++++ Extracted records
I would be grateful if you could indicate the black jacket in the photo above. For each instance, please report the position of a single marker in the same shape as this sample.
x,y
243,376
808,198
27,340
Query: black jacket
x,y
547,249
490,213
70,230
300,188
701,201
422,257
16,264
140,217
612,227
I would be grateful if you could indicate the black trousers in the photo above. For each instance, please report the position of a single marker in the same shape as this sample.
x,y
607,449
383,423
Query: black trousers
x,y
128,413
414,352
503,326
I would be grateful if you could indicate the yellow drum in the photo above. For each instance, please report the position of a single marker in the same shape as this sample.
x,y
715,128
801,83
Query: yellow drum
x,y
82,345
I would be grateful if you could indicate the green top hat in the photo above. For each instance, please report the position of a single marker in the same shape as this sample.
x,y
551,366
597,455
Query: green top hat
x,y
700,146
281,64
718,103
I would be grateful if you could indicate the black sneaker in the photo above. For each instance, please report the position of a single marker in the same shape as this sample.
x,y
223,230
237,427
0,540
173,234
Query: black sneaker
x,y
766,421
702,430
++++++++
++++ Extracted records
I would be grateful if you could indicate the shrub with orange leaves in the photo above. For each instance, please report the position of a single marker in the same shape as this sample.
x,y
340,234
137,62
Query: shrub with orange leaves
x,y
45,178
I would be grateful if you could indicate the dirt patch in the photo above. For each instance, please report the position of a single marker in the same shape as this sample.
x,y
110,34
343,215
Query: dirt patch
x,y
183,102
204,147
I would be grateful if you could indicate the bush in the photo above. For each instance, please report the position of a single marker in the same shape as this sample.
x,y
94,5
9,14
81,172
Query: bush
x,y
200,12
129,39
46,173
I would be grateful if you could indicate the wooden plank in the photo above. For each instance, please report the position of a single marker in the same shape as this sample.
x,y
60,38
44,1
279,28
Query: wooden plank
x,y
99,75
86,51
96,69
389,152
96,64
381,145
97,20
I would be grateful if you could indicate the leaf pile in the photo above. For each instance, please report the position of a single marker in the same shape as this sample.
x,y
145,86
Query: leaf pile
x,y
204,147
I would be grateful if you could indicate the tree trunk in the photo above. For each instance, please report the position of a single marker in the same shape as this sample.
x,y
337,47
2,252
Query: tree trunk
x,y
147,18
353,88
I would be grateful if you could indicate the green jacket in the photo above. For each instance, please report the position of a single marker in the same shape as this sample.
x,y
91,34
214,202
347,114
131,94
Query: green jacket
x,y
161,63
++++++++
> **Given problem**
Collect each line above that contains the word "trousers". Case counts, so uppercase and lowercase letters must match.

> **Response to this task**
I would be grateful if you could indicate the black trousers in the photo above. For each instance, please report the position of a single marker in the same shape as this sample.
Query: black trousers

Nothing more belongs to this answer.